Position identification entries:
= = =
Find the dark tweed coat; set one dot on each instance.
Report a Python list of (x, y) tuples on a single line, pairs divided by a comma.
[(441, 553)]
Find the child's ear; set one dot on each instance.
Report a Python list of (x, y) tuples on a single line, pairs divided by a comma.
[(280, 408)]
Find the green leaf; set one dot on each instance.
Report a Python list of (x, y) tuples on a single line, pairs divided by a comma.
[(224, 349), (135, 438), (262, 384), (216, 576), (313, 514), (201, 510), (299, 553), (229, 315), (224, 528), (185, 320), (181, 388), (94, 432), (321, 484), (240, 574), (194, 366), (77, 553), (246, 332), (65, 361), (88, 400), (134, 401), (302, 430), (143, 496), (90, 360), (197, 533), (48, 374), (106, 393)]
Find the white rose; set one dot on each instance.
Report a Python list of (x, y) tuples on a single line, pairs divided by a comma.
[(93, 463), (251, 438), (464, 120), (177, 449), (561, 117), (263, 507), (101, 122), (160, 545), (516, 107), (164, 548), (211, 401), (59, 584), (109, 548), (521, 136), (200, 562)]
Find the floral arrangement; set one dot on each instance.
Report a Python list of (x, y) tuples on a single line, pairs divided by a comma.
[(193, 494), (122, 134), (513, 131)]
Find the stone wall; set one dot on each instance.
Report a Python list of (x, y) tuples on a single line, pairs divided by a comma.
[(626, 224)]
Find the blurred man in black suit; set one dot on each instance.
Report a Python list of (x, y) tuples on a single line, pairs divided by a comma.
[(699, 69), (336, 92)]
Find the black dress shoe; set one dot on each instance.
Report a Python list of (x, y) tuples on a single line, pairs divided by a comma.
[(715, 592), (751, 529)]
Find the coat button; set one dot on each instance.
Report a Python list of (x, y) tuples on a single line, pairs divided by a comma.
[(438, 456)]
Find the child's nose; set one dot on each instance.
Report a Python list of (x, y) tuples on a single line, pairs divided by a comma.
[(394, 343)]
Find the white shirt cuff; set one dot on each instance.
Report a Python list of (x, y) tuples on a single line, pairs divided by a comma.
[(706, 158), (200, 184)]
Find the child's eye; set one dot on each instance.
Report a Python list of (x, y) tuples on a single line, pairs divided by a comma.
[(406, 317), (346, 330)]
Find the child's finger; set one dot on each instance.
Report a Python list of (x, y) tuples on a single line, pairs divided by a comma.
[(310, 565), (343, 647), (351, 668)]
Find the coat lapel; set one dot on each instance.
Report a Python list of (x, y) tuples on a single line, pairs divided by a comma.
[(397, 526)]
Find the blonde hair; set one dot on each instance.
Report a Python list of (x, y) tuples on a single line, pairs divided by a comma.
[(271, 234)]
= = =
Express every entry from the line with "Find the white shirt" through the final entry as a two-column CSV with the headers instruction and reply. Use one row per entry, put each field in quotation marks, and turn any line breaks into spaces.

instruction,reply
"Find the white shirt cuff; set one dot on each instance. Report a Python list of (x, y) tuples on a single line, pairs divided by a comma.","[(706, 158), (200, 184)]"
"Find the child's eye; set one dot on each instance. Report a Python list of (x, y) tuples on a single line, pairs divided by a comma.","[(406, 317), (346, 330)]"
"Find the child's finger; set one dot on each instance. Report a Python list of (x, y) tuples on a single line, pairs divided by a comma.","[(310, 565), (343, 647), (351, 668)]"
"Find the coat lapel; set one dot on each instance. Report a Python list of (x, y) tuples on a single line, pairs divided by a comma.","[(397, 526)]"
"Find the blonde hair; set one dot on each instance. Report a Python list of (x, y) tuples on a single line, pairs divided by a comma.","[(271, 234)]"